• **Try it**
Go through the data and count each line that has the string "silver". Give that count alone.

• **Input data**

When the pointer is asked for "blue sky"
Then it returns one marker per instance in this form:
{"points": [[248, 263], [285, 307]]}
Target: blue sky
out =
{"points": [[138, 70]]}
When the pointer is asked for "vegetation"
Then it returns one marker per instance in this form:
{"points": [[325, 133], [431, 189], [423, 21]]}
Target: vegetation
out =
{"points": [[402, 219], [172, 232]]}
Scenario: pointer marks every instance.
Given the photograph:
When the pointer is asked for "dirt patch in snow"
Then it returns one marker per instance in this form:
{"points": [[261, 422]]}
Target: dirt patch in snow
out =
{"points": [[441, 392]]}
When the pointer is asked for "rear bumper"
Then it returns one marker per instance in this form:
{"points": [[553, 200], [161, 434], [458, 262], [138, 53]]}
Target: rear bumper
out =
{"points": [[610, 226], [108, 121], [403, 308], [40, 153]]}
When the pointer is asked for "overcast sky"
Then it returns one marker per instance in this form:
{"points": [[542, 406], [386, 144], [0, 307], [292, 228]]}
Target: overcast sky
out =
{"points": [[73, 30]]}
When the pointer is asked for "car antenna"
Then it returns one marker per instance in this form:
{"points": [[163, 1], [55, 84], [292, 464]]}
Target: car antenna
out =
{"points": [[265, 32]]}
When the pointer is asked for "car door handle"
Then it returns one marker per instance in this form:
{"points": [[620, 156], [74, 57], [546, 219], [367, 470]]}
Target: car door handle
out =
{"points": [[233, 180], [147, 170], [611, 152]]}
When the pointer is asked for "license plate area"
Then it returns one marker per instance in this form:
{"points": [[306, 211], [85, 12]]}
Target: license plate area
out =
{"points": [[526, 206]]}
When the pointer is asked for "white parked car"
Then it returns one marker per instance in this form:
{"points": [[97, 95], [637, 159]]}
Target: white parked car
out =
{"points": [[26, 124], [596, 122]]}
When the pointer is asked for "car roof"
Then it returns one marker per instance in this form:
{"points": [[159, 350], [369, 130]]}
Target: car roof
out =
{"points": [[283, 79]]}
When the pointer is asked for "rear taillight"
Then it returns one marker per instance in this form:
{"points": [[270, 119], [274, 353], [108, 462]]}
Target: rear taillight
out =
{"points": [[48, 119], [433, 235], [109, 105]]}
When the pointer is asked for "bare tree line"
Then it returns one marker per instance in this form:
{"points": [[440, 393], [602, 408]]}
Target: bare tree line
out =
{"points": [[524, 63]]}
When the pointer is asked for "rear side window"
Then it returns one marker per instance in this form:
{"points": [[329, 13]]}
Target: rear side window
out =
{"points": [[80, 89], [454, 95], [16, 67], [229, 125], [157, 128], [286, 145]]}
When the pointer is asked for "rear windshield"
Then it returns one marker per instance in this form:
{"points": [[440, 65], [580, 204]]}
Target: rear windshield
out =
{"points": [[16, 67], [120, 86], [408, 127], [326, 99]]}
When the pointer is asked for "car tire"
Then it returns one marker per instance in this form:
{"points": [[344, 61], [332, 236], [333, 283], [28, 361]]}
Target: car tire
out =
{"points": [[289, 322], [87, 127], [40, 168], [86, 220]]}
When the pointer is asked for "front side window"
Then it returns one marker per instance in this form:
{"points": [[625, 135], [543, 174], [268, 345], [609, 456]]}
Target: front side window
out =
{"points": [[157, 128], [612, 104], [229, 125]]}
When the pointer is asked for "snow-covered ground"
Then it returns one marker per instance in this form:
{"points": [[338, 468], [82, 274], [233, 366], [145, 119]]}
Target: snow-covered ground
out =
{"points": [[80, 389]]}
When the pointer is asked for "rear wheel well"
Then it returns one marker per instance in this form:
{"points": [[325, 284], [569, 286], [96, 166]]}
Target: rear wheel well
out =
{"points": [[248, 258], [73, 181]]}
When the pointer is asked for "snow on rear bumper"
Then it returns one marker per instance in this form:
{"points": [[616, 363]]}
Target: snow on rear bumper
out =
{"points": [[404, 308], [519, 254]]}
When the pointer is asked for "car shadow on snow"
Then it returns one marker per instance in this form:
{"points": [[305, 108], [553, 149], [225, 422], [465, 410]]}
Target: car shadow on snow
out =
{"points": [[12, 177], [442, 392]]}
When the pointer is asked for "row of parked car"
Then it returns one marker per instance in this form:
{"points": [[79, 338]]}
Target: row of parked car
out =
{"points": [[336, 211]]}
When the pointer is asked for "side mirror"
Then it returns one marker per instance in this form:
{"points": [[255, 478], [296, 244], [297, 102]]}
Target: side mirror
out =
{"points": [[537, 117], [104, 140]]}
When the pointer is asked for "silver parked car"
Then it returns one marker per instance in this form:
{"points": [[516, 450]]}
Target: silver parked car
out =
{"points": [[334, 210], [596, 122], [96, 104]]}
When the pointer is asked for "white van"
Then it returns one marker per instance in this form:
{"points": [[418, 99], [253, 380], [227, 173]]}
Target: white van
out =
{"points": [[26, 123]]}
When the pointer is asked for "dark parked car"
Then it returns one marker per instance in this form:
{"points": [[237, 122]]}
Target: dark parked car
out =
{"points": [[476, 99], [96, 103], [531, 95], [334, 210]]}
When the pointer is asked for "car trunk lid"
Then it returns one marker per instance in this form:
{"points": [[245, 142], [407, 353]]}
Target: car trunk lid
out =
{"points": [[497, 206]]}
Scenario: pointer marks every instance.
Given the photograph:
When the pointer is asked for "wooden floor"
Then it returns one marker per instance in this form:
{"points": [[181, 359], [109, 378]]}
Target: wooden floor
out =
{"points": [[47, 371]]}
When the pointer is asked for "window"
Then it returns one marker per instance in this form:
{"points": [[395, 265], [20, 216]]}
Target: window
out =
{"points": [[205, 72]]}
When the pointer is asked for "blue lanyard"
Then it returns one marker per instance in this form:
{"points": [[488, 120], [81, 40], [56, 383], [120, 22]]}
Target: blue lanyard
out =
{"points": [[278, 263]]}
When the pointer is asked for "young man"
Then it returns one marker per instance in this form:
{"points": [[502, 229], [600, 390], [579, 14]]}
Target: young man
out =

• **Response**
2